» TASK INSTRUCTIONS
Please copy the records from the line containing "Task: for the roadway count, mark the cow" through the end of the records, replacing "cow standing in field" with "standing cow" and keeping everything else the same.

═════ RECORDED DATA

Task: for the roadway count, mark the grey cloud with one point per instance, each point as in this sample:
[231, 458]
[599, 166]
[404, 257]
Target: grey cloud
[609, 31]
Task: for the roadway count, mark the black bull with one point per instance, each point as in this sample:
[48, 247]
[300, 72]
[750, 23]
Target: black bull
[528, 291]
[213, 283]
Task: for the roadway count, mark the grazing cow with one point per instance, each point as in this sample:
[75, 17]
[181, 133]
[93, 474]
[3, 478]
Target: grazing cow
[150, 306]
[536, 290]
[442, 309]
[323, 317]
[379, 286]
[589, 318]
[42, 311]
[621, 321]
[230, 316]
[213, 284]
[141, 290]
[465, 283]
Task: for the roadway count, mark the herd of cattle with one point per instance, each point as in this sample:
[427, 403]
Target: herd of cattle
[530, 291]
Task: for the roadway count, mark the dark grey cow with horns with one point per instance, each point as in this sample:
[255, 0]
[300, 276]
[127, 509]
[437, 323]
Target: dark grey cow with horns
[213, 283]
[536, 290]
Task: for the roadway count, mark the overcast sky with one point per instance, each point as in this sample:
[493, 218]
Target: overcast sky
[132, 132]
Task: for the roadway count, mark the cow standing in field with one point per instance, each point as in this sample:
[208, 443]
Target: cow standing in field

══════════

» EXERCISE ANSWER
Task: for the roadway count, mark the standing cow with one point per instance, each point as in this sample:
[208, 443]
Target: standing cow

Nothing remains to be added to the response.